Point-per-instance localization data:
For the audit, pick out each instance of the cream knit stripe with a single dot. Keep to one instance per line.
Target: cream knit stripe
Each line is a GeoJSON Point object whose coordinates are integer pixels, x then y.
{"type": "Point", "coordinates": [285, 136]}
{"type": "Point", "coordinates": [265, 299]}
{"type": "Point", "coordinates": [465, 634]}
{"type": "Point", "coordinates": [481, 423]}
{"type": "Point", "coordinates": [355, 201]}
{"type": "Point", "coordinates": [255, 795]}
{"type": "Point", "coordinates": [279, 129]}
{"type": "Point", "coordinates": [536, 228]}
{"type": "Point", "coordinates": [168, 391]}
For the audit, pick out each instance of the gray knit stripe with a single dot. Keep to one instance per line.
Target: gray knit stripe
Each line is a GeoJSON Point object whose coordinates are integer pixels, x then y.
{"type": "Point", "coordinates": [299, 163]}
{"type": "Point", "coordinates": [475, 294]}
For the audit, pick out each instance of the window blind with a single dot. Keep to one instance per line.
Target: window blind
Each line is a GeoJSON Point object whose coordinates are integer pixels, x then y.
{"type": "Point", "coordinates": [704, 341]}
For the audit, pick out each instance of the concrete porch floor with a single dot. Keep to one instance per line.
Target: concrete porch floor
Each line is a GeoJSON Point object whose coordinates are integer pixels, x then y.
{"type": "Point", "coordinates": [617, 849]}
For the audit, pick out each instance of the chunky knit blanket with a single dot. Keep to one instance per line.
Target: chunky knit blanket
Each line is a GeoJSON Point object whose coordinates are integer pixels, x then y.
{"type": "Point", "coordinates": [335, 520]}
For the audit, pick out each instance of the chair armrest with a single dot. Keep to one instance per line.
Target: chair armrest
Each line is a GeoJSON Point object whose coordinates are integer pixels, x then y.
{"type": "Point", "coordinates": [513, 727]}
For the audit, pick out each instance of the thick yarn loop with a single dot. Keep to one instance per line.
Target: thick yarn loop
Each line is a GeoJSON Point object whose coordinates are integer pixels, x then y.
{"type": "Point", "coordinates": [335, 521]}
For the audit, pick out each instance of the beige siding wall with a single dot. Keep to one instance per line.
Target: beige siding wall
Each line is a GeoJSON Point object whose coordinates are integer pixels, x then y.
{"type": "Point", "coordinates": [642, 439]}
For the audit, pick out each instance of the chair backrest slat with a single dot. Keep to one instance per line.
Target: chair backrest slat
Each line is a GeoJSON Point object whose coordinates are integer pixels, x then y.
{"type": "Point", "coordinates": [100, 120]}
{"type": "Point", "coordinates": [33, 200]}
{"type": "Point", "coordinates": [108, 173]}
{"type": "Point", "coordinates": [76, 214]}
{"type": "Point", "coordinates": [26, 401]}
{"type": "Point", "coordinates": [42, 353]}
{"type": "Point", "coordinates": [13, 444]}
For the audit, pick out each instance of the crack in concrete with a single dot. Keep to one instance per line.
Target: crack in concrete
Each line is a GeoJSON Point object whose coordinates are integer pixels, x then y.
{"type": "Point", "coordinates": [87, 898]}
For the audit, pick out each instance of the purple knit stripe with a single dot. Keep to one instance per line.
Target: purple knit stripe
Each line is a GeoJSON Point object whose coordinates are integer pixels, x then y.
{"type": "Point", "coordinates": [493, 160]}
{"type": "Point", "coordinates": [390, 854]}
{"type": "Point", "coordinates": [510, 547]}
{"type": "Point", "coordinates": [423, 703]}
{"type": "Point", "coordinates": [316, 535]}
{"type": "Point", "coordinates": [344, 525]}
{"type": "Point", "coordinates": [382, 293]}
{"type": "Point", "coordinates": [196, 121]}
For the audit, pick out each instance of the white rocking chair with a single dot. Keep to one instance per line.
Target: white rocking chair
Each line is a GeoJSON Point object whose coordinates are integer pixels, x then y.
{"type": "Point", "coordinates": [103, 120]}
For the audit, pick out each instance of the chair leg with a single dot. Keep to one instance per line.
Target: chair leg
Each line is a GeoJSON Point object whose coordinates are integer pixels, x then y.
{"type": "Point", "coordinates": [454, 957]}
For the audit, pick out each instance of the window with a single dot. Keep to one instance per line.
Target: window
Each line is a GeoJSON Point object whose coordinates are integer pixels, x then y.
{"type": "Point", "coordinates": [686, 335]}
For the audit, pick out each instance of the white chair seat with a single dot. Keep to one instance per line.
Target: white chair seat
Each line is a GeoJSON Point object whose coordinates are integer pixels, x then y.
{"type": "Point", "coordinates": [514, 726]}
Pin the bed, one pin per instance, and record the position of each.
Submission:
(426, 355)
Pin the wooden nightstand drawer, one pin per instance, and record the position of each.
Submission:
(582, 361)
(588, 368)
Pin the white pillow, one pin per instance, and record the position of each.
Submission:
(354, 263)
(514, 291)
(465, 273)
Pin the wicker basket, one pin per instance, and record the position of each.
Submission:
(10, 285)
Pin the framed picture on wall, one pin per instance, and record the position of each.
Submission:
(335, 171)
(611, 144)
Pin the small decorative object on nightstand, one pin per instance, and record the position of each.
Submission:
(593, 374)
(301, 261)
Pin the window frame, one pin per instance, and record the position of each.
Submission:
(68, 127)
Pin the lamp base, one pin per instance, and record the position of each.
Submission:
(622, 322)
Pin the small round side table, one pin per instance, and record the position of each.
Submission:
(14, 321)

TASK DETAILS: All lines from the one with "Pin the lamp" to the end of the records must be set down exactly. Skip every line before it.

RESPONSE TO THE TASK:
Pin the lamp base, one pin per instance, and record the position of each.
Submission:
(622, 322)
Pin the small round side table, one pin per instance, and record the position of each.
Submission:
(14, 321)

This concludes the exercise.